START The data
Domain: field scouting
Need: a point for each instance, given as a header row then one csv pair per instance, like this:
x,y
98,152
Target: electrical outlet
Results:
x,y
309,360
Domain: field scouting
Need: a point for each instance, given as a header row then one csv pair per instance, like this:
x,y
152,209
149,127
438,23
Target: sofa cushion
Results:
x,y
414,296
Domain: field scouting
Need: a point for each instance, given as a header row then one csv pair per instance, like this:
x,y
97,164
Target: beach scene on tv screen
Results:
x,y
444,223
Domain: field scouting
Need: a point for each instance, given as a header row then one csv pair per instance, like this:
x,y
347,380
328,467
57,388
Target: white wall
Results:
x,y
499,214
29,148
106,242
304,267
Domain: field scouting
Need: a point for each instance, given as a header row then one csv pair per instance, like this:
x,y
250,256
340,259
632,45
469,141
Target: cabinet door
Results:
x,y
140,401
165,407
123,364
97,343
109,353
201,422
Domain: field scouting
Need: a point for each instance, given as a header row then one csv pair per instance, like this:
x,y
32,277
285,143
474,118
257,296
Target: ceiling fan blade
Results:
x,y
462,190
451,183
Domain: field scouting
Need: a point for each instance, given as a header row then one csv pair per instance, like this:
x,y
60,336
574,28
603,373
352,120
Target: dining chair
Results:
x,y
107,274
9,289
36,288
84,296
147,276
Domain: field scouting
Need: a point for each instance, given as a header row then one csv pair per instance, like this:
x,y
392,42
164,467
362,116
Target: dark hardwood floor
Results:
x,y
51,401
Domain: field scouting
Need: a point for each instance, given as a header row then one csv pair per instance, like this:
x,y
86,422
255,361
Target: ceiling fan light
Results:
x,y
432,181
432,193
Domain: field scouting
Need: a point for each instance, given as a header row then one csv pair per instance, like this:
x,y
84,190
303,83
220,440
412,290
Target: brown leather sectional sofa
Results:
END The data
> [Your assignment]:
Output the data in full, exactly as it stands.

> [The answer]:
Domain: field scouting
Need: a point for each instance, given as a header row then one csv pair per instance, like this:
x,y
98,152
Target: electrical outlet
Results:
x,y
309,360
Domain: field scouting
Need: a point for each instance, given as a header row then one csv pair per instance, like this:
x,y
152,209
149,127
438,23
Target: sofa cushion
Results:
x,y
414,296
Domain: field scouting
Need: a point for each instance, given as a header row then one csv pair per instance, like this:
x,y
97,164
Target: beach scene on tv screen
Results:
x,y
444,223
Domain: field scouting
Need: a point for each instance, given as a header row then one csv pair per instance, like this:
x,y
347,380
328,467
57,388
Target: white wall
Results:
x,y
499,214
29,148
106,242
304,267
Domain: field scouting
Need: a point for each instance, given as a header row then one csv pair per instance, like this:
x,y
250,256
340,259
632,45
469,141
Target: cabinet door
Results:
x,y
140,401
165,407
123,364
97,343
109,353
201,422
Domain: field scouting
Need: a point for each instance, given as a header row then one csv pair per instance, like this:
x,y
32,277
285,143
474,118
257,296
Target: ceiling fan blade
Results:
x,y
462,190
451,183
Domain: field scouting
Need: a point for each instance, given as a header row then one csv pair per instance, like this:
x,y
60,336
574,28
603,373
352,120
Target: dining chair
Results:
x,y
107,274
9,289
36,288
84,296
147,276
Domain: field scouting
Need: a point for each instance, given as a header row then one csv pair per instance, like this:
x,y
392,42
164,467
362,116
Target: dark hardwood floor
Results:
x,y
51,401
Domain: field scouting
Need: a point for each instance, given as a header row then one csv pair per instance, like this:
x,y
86,422
255,361
Target: ceiling fan light
Results:
x,y
432,181
432,193
Domain: field scouting
Need: a point for each instance, given as a header row then one csv pair per instance, like this:
x,y
84,190
303,83
220,440
412,290
Target: brown leather sectional sofa
Results:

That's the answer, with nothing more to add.